Questões sobre o material:
(a) Liste todos os nomes de pessoas que aparecem no texto sobre Pizzolato.
(b) Resuma em duas frases o texto sobre Pizzolato.
(c) Com base no texto sobre Pizzolato, diga se cada afirmação concorda com ele: (i) Pizzolato nasceu na Itália; (ii) ao obter a nacionalidade italiana, Pizzolato perdeu a brasileira; (iii) Pizzolato foi condenado pelo STF.

Pizzolato pode ser extraditado para cumprir a pena no Brasil. Basta o governo se empenhar.


Jorge Béja

Voltemos a Henrique Pizzolato, a quem Marilia de Dirceu recorreu, recentemente, para conseguir que o Banco do Brasil creditasse em sua conta, em outro banco, o valor do TED (Transferência Eletrônica Disponível) que deveria ter sido creditado no mesmo dia e não foi. Bastou um e-mail para a penitenciária de Modena, com mensagem para que Pizzolato interviesse, que tudo ficou resolvido. Este fato foi objeto de artigo publicado dias atrás.

Pizzolato tem dupla nacionalidade. Não, dupla cidadania. Cidadania toda pessoa humana tem. A dupla nacionalidade de Pizzolato decorre do fato de ser ele descendente de italiano, embora Pizzolato tenha nascido no Brasil, onde causou tremendo estrago com os dinheiros públicos sobre os quais tinha a administração, posse e guarda, como diretor do Banco do Brasil. Por isso está condenado pelo STF.

Mas a nacionalidade, principal e primeira de Pizzolato, é a brasileira. A italiana é a acessória, a agregada, a secundária. Como a Itália é um dos muitos países que admitem o chamado “jus sanguinis” (direito do sangue), Pizzolato comprovou, no passado e perante o governo italiano, sua descendência e obteve, também, a nacionalidade italiana, sem perder a nacionalidade brasileira, porque nascido no Brasil, direito este que é natural porque decorre do “jus solis” (direito do solo).

Dados de origem:
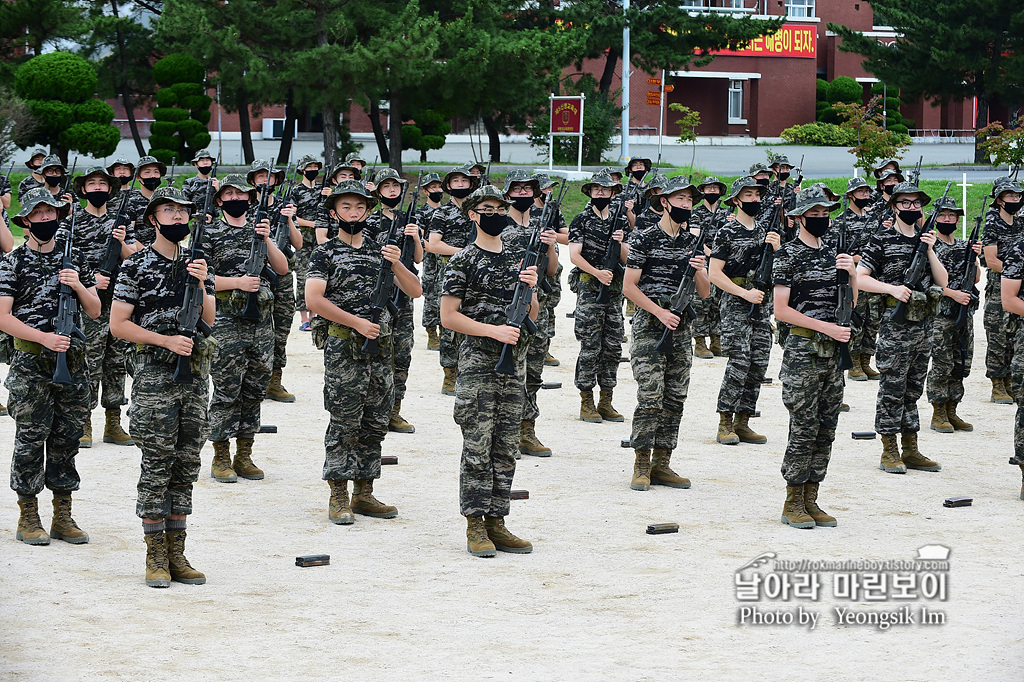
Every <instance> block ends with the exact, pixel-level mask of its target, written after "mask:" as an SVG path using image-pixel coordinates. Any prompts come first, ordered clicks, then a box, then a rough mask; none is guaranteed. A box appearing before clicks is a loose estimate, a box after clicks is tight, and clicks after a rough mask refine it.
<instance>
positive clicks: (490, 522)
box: [483, 516, 534, 554]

Respostas às tarefas:
(a) Henrique Pizzolato, Marilia de Dirceu, Jorge Béja

(b) Marilia de Dirceu recorreu a Henrique Pizzolato, ex-diretor do Banco do Brasil condenado pelo STF, por meio de um e-mail à penitenciária de Modena, e assim conseguiu que o banco creditasse um TED em sua conta. Segundo o texto, Pizzolato pode ser extraditado para cumprir a pena no Brasil, pois sua nacionalidade principal é a brasileira, pelo "jus solis", enquanto a italiana, obtida pelo "jus sanguinis", é secundária.

(c)
(i) Não: "embora Pizzolato tenha nascido no Brasil".
(ii) Não: "sem perder a nacionalidade brasileira".
(iii) Sim: "Por isso está condenado pelo STF."